(Study text)

No future for booting ESXi from USB in VMware home labs, using max endurance microSD for ESXi 7.0U3 now, SATA/SATADOM or M.2 later

Posted by Paul Braren on Oct 26 2021 (updated on Nov 18 2021) in
  • ESXi
  • HowTo
  • Virtualization
  • VMUGAdvantage
  • vSphere7
  • sxi-system-storage-changes

    It's been well over a year since we learned that vSphere 7.0 was making big changes in filesystem layout of the hypervisor. It's gotten even tougher with 7.0 Update 2, more writes and some more troubles, see also recent articles about the use of USB devices to boot ESXi by William Lam and Duncan Epping. Unlike in the data center, in the home lab, compact servers, NUCs, and Mac minis are popular, but tend to have few onboard storage options. If you don't have a lot of SATA, M.2, or PCIe slots open for the hypervisor, what do you do to get away from low endurance USB? This article is about what I did to mitigate risk by moving away from cheap flash drives for my 8 core and 12 core SuperServer Bundles, hopefully some of what I learned helps you plan your next steps too.

(Data provided)
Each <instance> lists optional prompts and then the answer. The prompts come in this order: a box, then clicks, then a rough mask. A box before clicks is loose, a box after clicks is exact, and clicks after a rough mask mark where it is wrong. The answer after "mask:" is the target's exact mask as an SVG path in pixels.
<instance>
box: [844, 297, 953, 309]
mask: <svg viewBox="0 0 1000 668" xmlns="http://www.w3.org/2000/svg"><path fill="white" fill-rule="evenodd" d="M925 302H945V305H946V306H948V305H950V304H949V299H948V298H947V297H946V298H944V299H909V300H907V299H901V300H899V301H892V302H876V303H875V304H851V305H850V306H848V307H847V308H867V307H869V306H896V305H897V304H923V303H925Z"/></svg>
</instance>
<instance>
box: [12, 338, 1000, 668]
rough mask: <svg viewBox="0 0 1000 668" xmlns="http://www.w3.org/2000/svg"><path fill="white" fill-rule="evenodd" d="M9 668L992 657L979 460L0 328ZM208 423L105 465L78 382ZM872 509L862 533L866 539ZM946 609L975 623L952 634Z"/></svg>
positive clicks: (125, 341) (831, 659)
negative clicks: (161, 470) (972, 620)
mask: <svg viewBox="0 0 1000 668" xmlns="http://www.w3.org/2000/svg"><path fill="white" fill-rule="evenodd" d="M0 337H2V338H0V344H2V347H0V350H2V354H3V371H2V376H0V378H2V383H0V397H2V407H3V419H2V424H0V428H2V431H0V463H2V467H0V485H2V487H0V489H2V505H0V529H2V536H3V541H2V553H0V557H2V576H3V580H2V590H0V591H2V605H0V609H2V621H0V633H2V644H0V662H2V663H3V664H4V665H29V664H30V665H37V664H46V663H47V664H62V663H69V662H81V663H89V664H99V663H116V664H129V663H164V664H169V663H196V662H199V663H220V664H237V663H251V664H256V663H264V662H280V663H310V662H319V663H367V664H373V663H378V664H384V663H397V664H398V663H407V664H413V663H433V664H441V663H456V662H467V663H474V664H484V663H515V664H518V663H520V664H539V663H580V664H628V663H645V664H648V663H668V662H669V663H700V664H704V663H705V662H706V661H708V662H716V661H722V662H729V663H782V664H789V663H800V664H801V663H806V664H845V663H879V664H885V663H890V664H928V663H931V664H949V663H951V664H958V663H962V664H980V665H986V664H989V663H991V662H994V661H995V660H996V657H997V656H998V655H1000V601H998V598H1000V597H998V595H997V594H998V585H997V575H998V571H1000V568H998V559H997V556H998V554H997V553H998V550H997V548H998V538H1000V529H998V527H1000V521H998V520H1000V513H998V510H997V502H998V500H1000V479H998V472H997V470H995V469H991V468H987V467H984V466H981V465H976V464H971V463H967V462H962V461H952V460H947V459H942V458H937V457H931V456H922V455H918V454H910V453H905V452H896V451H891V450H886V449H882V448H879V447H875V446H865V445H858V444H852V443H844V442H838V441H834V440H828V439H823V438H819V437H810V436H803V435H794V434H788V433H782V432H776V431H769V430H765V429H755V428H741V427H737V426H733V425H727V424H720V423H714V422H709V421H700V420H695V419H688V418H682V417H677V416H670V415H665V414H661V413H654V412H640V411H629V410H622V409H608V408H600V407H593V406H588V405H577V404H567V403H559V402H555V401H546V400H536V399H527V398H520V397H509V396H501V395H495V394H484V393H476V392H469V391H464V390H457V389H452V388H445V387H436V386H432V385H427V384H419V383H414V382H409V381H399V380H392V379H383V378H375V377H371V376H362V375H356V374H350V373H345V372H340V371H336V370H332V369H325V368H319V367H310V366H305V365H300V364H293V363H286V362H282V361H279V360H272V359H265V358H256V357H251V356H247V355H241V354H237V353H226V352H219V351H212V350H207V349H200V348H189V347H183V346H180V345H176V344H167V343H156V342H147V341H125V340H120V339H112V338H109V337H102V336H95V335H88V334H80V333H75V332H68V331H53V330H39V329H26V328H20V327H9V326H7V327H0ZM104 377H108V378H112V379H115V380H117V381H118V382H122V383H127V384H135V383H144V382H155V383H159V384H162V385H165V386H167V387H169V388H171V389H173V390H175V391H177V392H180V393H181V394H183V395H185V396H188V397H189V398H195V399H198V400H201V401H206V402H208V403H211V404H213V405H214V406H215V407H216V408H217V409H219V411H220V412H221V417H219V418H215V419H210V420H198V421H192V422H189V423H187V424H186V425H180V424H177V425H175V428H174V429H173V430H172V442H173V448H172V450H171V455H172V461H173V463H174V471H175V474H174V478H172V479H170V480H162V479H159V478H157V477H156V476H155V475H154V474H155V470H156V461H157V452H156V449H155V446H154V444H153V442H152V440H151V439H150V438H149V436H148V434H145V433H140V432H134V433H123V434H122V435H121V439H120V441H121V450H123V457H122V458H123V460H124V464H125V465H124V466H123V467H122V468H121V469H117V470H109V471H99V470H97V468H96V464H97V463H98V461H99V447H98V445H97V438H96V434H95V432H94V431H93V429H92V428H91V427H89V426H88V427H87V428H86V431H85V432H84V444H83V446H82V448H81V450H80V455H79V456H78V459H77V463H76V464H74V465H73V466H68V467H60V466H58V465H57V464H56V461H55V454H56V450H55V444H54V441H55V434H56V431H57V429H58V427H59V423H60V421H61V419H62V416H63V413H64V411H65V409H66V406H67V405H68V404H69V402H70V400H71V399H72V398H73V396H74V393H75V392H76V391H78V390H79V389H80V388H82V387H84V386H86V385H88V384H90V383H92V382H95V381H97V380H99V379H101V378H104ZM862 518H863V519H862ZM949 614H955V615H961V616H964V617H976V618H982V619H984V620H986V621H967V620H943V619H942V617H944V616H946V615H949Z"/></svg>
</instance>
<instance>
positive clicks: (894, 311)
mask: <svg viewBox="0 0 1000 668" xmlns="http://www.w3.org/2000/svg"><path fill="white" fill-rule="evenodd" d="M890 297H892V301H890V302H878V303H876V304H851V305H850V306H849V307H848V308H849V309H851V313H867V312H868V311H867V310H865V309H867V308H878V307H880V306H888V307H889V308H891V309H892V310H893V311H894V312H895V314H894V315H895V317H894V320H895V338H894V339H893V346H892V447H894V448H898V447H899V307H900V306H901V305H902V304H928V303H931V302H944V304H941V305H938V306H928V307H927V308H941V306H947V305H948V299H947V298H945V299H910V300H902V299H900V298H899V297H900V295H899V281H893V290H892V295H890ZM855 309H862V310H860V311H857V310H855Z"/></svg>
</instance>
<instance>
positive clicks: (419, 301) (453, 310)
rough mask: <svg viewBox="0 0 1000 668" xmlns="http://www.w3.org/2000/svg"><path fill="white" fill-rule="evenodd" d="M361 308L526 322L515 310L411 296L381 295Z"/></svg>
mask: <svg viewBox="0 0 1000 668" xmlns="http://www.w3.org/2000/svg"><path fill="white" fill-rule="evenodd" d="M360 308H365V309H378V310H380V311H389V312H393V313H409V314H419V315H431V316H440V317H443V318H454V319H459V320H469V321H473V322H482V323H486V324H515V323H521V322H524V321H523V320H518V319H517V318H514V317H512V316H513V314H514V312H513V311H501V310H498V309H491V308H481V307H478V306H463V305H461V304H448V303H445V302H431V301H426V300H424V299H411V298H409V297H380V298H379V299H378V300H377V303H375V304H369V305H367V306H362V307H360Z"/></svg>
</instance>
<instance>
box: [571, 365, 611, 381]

(Things to do)
**1.** Reproduce the part of the ESXi boot post from "It's been well" up to and including "next steps too.".
**2.** According to the ESXi boot post, who wrote the recent articles about using USB devices to boot ESXi?
**3.** Do these statements agree with the ESXi boot post? For each, answer yes or no and quote the words from the post that decide it.
(a) The post was first published on Oct 26 2021.
(b) Compact servers, NUCs, and Mac minis in the home lab tend to have many onboard storage options.
(c) The author moved away from cheap flash drives for 8 core and 12 core SuperServer Bundles.
Answer from the ESXi boot post alone.

(Task results)
**1.**
It's been well over a year since we learned that vSphere 7.0 was making big changes in filesystem layout of the hypervisor. It's gotten even tougher with 7.0 Update 2, more writes and some more troubles, see also recent articles about the use of USB devices to boot ESXi by William Lam and Duncan Epping. Unlike in the data center, in the home lab, compact servers, NUCs, and Mac minis are popular, but tend to have few onboard storage options. If you don't have a lot of SATA, M.2, or PCIe slots open for the hypervisor, what do you do to get away from low endurance USB? This article is about what I did to mitigate risk by moving away from cheap flash drives for my 8 core and 12 core SuperServer Bundles, hopefully some of what I learned helps you plan your next steps too.

**2.** William Lam and Duncan Epping.

**3.**
(a) Yes: "Posted by Paul Braren on Oct 26 2021"
(b) No: "tend to have few onboard storage options"
(c) Yes: "moving away from cheap flash drives for my 8 core and 12 core SuperServer Bundles"